PAGE TEXT Block Start

At the recent JP Morgan Healthcare Conference, Gates explained how he goes after low-hanging fruit that few people have thought to grab.
- Bill Gates has sunk billions of dollars into vaccinations and therapies for the world's deadliest diseases.
- At a recent conference, he explained how he goes after low-hanging fruit that few people have thought to grab.
Bill Gates has invested billions of dollars into solutions for the world's deadliest and most common diseases, such as malaria, tuberculosis, and HIV. His efforts have helped cut rates of child mortality, maternal mortality, hunger, and overall prevalence of such ailments.
At the recent JP Morgan Healthcare Conference, the billionaire philanthropist shared with moderator Dr. Sanjay Gupta some of the specific strategies he uses to make these world-changing investments.
"If you're smart," Gates said, "you find the thing that is risky and hopefully before you do a phase I or phase II test" — two stages of the clinical trials that are used to assess drugs — "you have an understanding of what's going to to work. We're no different than anyone else."
Gates and his wife Melinda are cochairs of the Bill and Melinda Gates Foundation. The organization funds and coordinates research efforts to develop and deliver medicine to needy populations, typically those in developing countries.

PAGE TEXT Block End
DATA RECORDS Block Start

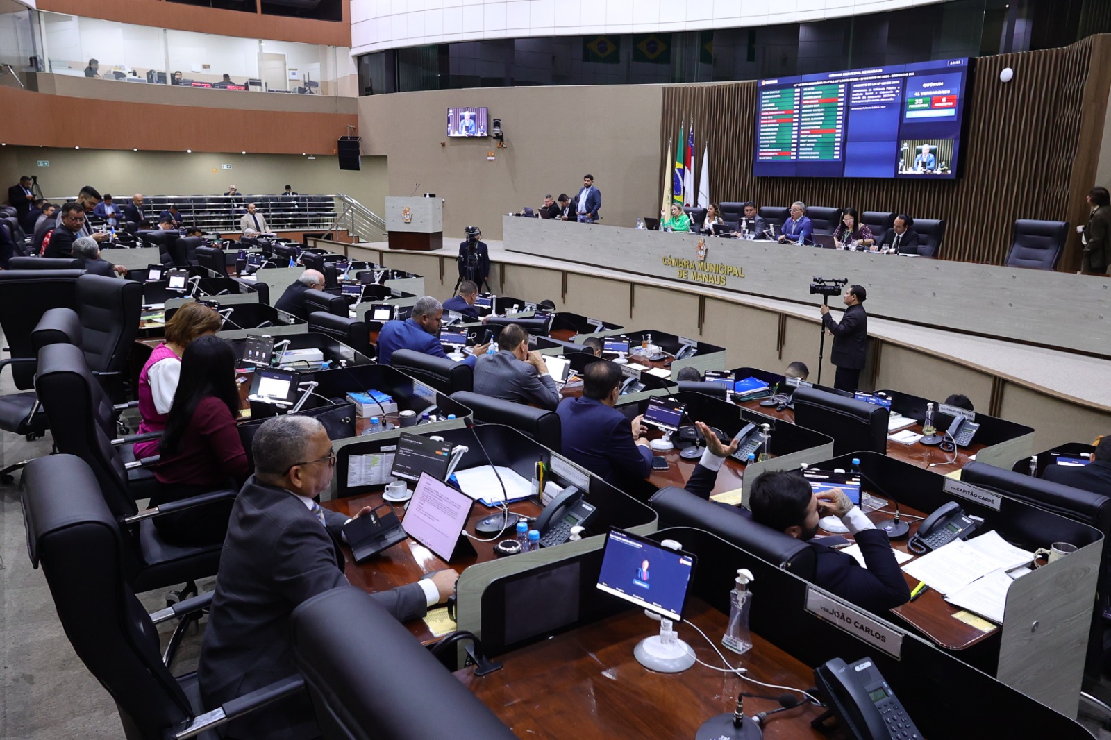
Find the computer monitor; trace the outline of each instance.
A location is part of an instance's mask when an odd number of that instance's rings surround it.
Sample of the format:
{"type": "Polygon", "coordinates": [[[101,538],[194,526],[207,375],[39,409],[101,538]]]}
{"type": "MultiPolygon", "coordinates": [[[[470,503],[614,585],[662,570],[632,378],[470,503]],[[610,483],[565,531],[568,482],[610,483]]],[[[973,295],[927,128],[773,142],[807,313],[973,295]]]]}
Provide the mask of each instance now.
{"type": "Polygon", "coordinates": [[[824,493],[832,491],[834,488],[840,488],[849,497],[853,506],[860,506],[859,476],[833,470],[817,470],[814,468],[808,468],[802,472],[802,476],[810,483],[810,489],[814,493],[824,493]]]}
{"type": "Polygon", "coordinates": [[[628,354],[629,340],[607,339],[602,341],[602,352],[610,354],[628,354]]]}
{"type": "Polygon", "coordinates": [[[702,380],[708,383],[721,383],[723,386],[729,386],[729,390],[733,390],[733,382],[737,378],[729,370],[707,370],[702,373],[702,380]]]}
{"type": "Polygon", "coordinates": [[[571,368],[571,360],[562,357],[549,354],[544,357],[544,364],[548,367],[548,374],[558,383],[567,382],[567,371],[571,368]]]}
{"type": "Polygon", "coordinates": [[[274,352],[274,338],[269,334],[247,334],[243,342],[243,362],[262,368],[270,367],[274,352]]]}
{"type": "Polygon", "coordinates": [[[598,589],[661,617],[681,620],[698,559],[619,529],[605,536],[598,589]]]}
{"type": "Polygon", "coordinates": [[[650,423],[665,432],[679,430],[679,424],[687,413],[687,404],[674,399],[662,399],[657,396],[648,399],[648,408],[644,409],[644,422],[650,423]]]}
{"type": "Polygon", "coordinates": [[[451,442],[401,432],[390,473],[403,480],[417,481],[422,472],[427,472],[443,480],[448,477],[450,462],[451,442]]]}
{"type": "Polygon", "coordinates": [[[440,332],[440,343],[447,344],[449,347],[467,347],[467,332],[466,331],[441,331],[440,332]]]}
{"type": "Polygon", "coordinates": [[[422,472],[406,509],[406,534],[451,562],[473,507],[474,499],[422,472]]]}
{"type": "Polygon", "coordinates": [[[393,307],[389,303],[373,303],[367,312],[370,321],[390,321],[393,318],[393,307]]]}
{"type": "Polygon", "coordinates": [[[297,401],[298,373],[277,368],[259,368],[251,379],[248,400],[266,403],[289,403],[297,401]]]}
{"type": "Polygon", "coordinates": [[[170,268],[166,271],[166,287],[170,290],[184,290],[189,281],[189,270],[186,268],[170,268]]]}

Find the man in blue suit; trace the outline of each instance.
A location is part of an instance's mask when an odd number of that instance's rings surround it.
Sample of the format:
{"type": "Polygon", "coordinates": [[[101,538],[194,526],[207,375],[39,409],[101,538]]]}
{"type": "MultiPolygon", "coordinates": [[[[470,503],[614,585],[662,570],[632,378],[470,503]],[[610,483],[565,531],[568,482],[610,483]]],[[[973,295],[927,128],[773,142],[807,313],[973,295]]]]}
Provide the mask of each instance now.
{"type": "Polygon", "coordinates": [[[574,197],[574,212],[582,223],[598,220],[598,209],[602,207],[602,191],[594,187],[594,176],[582,176],[582,190],[574,197]]]}
{"type": "Polygon", "coordinates": [[[867,568],[843,552],[812,543],[817,554],[814,584],[875,614],[907,603],[910,588],[888,541],[888,533],[849,500],[840,489],[814,493],[797,470],[767,471],[749,494],[752,520],[808,541],[818,531],[818,519],[833,516],[853,533],[867,568]]]}
{"type": "MultiPolygon", "coordinates": [[[[411,349],[432,357],[448,359],[440,343],[440,323],[443,306],[431,296],[422,296],[413,306],[412,317],[404,321],[387,321],[378,334],[378,363],[389,364],[393,352],[411,349]]],[[[479,356],[484,354],[489,344],[474,348],[474,354],[463,360],[474,367],[479,356]]],[[[619,371],[620,372],[620,371],[619,371]]]]}
{"type": "Polygon", "coordinates": [[[814,232],[814,222],[807,218],[807,204],[801,200],[791,203],[791,218],[783,223],[783,233],[779,240],[783,243],[813,243],[810,234],[814,232]]]}

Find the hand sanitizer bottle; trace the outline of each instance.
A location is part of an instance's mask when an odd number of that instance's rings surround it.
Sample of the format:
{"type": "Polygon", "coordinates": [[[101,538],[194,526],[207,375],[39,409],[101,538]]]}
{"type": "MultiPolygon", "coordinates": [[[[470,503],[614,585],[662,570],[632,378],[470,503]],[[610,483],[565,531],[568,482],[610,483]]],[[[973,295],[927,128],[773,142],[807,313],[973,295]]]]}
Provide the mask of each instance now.
{"type": "Polygon", "coordinates": [[[749,632],[752,592],[749,591],[749,583],[753,580],[752,571],[748,568],[739,569],[733,591],[729,594],[729,624],[721,643],[733,652],[744,653],[752,648],[752,634],[749,632]]]}

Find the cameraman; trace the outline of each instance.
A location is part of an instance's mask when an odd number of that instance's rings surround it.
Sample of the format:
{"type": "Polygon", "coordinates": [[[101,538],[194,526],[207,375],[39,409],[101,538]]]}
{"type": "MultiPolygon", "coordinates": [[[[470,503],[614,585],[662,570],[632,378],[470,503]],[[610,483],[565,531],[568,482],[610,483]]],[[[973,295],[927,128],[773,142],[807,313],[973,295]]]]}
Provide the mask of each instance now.
{"type": "Polygon", "coordinates": [[[844,316],[838,323],[830,316],[830,307],[822,304],[822,324],[833,334],[833,349],[830,360],[837,366],[837,378],[833,388],[849,391],[857,390],[860,382],[860,371],[864,369],[868,357],[868,312],[861,303],[868,298],[868,291],[861,286],[849,286],[844,291],[844,316]]]}
{"type": "Polygon", "coordinates": [[[456,289],[458,290],[464,280],[470,280],[479,288],[486,283],[487,291],[490,291],[490,250],[487,249],[484,241],[479,240],[482,230],[478,227],[467,227],[463,232],[467,234],[467,241],[459,244],[459,281],[456,283],[456,289]]]}

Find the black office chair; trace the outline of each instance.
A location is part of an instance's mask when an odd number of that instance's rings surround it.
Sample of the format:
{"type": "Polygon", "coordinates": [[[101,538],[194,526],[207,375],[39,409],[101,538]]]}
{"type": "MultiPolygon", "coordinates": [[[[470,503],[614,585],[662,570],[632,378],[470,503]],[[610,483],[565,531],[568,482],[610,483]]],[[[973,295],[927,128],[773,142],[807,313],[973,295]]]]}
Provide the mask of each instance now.
{"type": "Polygon", "coordinates": [[[817,553],[810,543],[752,521],[745,509],[708,501],[674,486],[653,493],[648,506],[659,513],[660,529],[702,529],[801,579],[814,579],[817,553]]]}
{"type": "Polygon", "coordinates": [[[1019,219],[1011,230],[1011,250],[1003,263],[1007,267],[1053,270],[1061,259],[1068,237],[1068,221],[1019,219]]]}
{"type": "Polygon", "coordinates": [[[390,357],[390,366],[447,396],[474,390],[474,370],[466,362],[416,350],[397,350],[390,357]]]}
{"type": "Polygon", "coordinates": [[[879,242],[880,239],[883,239],[883,234],[888,232],[888,229],[894,224],[895,214],[882,211],[864,211],[860,214],[860,222],[872,230],[872,237],[879,242]]]}
{"type": "Polygon", "coordinates": [[[888,451],[891,411],[817,388],[794,389],[794,423],[833,438],[834,457],[858,450],[888,451]]]}
{"type": "Polygon", "coordinates": [[[937,257],[941,251],[941,239],[945,236],[945,220],[914,219],[912,228],[918,232],[919,256],[937,257]]]}
{"type": "Polygon", "coordinates": [[[293,664],[328,739],[512,740],[513,733],[409,631],[353,586],[316,596],[290,618],[293,664]],[[350,634],[372,634],[372,640],[350,634]],[[433,697],[413,711],[413,697],[433,697]]]}
{"type": "Polygon", "coordinates": [[[64,257],[13,257],[9,270],[83,270],[84,260],[64,257]]]}
{"type": "Polygon", "coordinates": [[[814,233],[833,233],[841,222],[841,209],[810,206],[807,208],[807,218],[813,222],[814,233]]]}
{"type": "Polygon", "coordinates": [[[154,624],[197,614],[208,608],[212,593],[154,614],[143,610],[130,586],[136,563],[128,537],[104,503],[96,476],[77,457],[32,460],[23,473],[22,506],[31,563],[47,578],[73,650],[116,701],[128,740],[172,738],[203,728],[208,730],[198,738],[217,740],[211,728],[303,690],[293,676],[237,699],[204,724],[193,724],[204,713],[197,673],[170,673],[177,643],[171,639],[166,656],[160,656],[154,624]]]}
{"type": "Polygon", "coordinates": [[[304,306],[304,314],[313,313],[314,311],[323,311],[324,313],[331,313],[332,316],[341,316],[343,318],[348,317],[348,310],[350,303],[342,296],[332,296],[331,293],[326,293],[322,290],[309,289],[301,293],[301,301],[304,306]]]}
{"type": "Polygon", "coordinates": [[[149,591],[187,583],[182,593],[196,593],[193,579],[214,576],[222,543],[174,546],[154,528],[154,516],[172,513],[193,506],[233,498],[236,491],[213,491],[158,507],[140,514],[136,499],[149,498],[157,481],[130,479],[130,469],[112,444],[114,420],[106,419],[100,386],[89,372],[81,350],[72,344],[49,344],[39,352],[36,391],[51,420],[54,447],[74,454],[92,470],[97,486],[108,503],[127,544],[134,553],[128,580],[136,591],[149,591]],[[139,514],[139,516],[137,516],[139,514]]]}
{"type": "Polygon", "coordinates": [[[366,357],[376,354],[374,346],[370,343],[370,324],[366,321],[313,311],[309,314],[309,332],[331,337],[366,357]]]}
{"type": "Polygon", "coordinates": [[[470,391],[457,391],[451,399],[471,409],[477,421],[511,427],[556,452],[562,448],[562,424],[554,411],[470,391]]]}

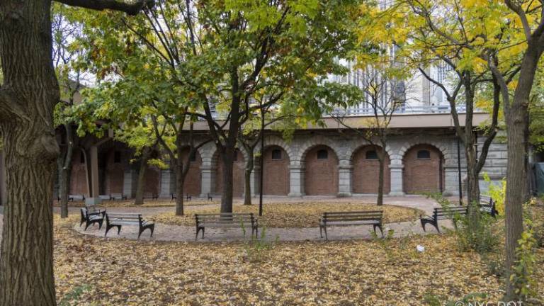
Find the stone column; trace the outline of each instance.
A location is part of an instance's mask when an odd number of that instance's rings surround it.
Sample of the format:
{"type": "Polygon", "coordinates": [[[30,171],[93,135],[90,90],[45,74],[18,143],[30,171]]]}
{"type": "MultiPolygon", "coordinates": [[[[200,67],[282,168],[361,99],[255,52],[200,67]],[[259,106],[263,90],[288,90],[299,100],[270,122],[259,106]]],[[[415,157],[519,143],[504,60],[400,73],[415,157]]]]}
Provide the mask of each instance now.
{"type": "Polygon", "coordinates": [[[0,150],[0,205],[6,205],[7,200],[6,193],[6,163],[4,159],[4,152],[0,150]]]}
{"type": "Polygon", "coordinates": [[[259,187],[261,187],[259,180],[261,179],[261,167],[255,166],[253,167],[251,175],[249,178],[249,183],[251,186],[251,196],[258,196],[261,192],[259,187]]]}
{"type": "Polygon", "coordinates": [[[200,198],[207,198],[208,193],[213,193],[213,186],[215,183],[215,169],[211,163],[203,162],[200,166],[202,181],[200,182],[200,198]]]}
{"type": "Polygon", "coordinates": [[[161,191],[160,198],[171,198],[171,193],[176,192],[176,174],[172,169],[161,170],[161,191]]]}
{"type": "Polygon", "coordinates": [[[338,166],[338,196],[351,196],[351,174],[353,166],[348,160],[341,160],[338,166]]]}
{"type": "Polygon", "coordinates": [[[138,173],[131,168],[125,169],[123,176],[123,194],[128,198],[136,196],[136,188],[138,185],[138,173]]]}
{"type": "Polygon", "coordinates": [[[289,196],[300,197],[305,196],[304,170],[305,168],[302,165],[289,166],[289,175],[290,178],[290,192],[289,193],[289,196]]]}
{"type": "Polygon", "coordinates": [[[98,173],[98,146],[94,145],[89,149],[89,159],[90,159],[90,185],[89,188],[89,197],[85,200],[86,204],[96,205],[100,204],[99,193],[100,193],[100,182],[99,182],[99,173],[98,173]]]}
{"type": "Polygon", "coordinates": [[[391,164],[389,165],[391,171],[391,191],[390,196],[403,196],[404,192],[402,191],[402,169],[404,166],[400,159],[391,160],[391,164]]]}

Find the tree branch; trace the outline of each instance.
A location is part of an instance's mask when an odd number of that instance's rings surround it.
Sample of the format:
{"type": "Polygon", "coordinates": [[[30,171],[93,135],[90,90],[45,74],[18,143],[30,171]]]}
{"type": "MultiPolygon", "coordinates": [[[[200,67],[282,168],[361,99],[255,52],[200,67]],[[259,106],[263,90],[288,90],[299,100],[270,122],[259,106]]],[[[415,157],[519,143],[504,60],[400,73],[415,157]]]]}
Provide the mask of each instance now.
{"type": "Polygon", "coordinates": [[[125,12],[134,16],[140,13],[144,7],[152,7],[154,4],[153,0],[142,0],[134,3],[127,3],[117,0],[55,0],[57,2],[70,6],[79,6],[96,11],[106,9],[125,12]]]}

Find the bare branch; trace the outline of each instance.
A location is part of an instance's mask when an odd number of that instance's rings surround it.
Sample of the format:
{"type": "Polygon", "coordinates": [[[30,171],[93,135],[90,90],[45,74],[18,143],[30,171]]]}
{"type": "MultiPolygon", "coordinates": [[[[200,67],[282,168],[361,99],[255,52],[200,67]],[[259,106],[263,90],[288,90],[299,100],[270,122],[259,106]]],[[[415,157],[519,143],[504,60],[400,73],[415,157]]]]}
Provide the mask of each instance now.
{"type": "Polygon", "coordinates": [[[153,0],[142,0],[127,3],[117,0],[55,0],[70,6],[79,6],[96,11],[113,10],[125,12],[128,15],[137,15],[144,7],[152,7],[153,0]]]}

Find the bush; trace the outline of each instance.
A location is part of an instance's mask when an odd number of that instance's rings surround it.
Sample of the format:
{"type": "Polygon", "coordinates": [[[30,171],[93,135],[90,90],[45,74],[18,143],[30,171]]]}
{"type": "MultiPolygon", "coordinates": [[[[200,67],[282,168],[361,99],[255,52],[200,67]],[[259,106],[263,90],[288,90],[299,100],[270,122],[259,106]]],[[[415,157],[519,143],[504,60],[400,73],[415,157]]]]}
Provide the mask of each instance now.
{"type": "MultiPolygon", "coordinates": [[[[435,200],[446,210],[454,205],[440,193],[429,193],[427,197],[435,200]]],[[[459,249],[462,251],[474,250],[480,255],[494,250],[499,244],[499,236],[494,232],[496,220],[480,210],[480,205],[473,203],[469,205],[469,214],[466,216],[452,215],[455,233],[459,249]]]]}
{"type": "Polygon", "coordinates": [[[460,217],[455,234],[462,251],[474,250],[483,255],[495,250],[500,243],[500,235],[494,230],[496,220],[482,213],[477,203],[469,206],[469,214],[460,217]]]}

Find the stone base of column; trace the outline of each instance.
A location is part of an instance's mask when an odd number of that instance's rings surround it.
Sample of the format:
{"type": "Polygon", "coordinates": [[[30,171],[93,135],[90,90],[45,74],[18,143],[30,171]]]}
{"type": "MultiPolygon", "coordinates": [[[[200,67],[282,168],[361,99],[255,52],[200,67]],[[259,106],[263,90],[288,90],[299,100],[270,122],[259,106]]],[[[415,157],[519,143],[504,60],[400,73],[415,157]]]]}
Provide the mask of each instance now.
{"type": "Polygon", "coordinates": [[[102,203],[102,199],[100,198],[86,198],[85,199],[85,205],[96,205],[102,203]]]}

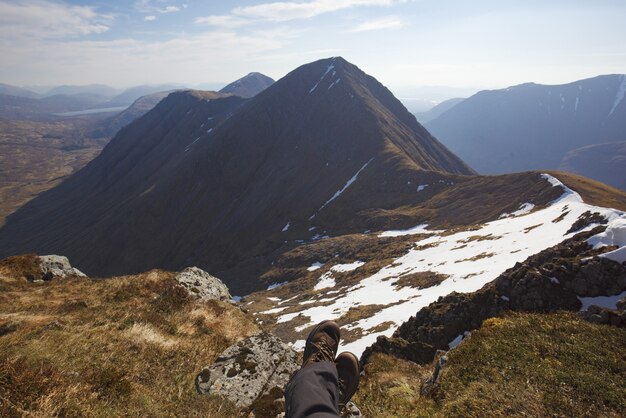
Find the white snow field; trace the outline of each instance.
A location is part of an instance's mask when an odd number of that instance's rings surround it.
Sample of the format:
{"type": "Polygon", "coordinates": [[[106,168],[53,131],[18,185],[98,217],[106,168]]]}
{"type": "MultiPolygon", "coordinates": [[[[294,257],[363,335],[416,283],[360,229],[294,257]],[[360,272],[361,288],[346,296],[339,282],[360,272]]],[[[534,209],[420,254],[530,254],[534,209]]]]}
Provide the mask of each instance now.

DATA RECORDS Block End

• [EXERCISE SET]
A. In the article on Bill Gates's health investments, who moderated his appearance at the JP Morgan Healthcare Conference?
B. Which diseases does the article on Bill Gates's health investments name as examples of the world's deadliest and most common? List every one.
C. Carry on the article about Bill Gates's health philanthropy, starting after its final sentence.

• [YOUR RESPONSES]
A. Dr. Sanjay Gupta

B. Malaria, tuberculosis, and HIV

C.
Gates said one of his biggest strategies is to find ways to make big dents in infectious disease. He said there's "lots of low-hanging fruit out there," for which "there just hasn't been that much work done."
When it comes to malaria, for example, he told Gupta the current process is to run in-house human challenge trials. That means people can volunteer to take an intervention, typically some kind of tablet or pill, get bitten by a mosquito with malaria, and see if they get infected.
"If we can get the latest tools involved we can have a good chance at success," Gates said, referring to creating effective disease interventions. The Gates Foundation has committed hundreds of millions of dollars to groups like the PATH Malaria Vaccine Initiative and the Medicines for Malaria Venture to develop solutions.
The method tracks with much of Gates' past investments, in that he has gone after diseases that afflict millions — sometimes billions — with the hope of saving the most lives possible with a single, targeted approach. Since 2000, malaria death rates in Africa have fallen by 57%, something Gates has called "one of the greatest success stories in the history of global health."
The Gates Foundation has invested in a host of companies that target malaria and other diseases afflicting the poorest parts of the world. At the JP Morgan Healthcare Conference, Gates pointed to CureVac and Moderna, two companies that use RNA molecules to develop cancer therapies.
"This approach is also intriguing as a potential immunological intervention for HIV, malaria, flu, and the Zika virus," Gates said in his address at the conference. He went on to discuss possible interventions in neonatal mortality, which affects nearly 5 million kids annually.
Over time, Gates' strategy has remained mostly the same: Pick a disease that robs millions of people of their lives or livelihoods, and if a given intervention can go a long way toward reducing that suffering, chances are Gates classifies it as "promising."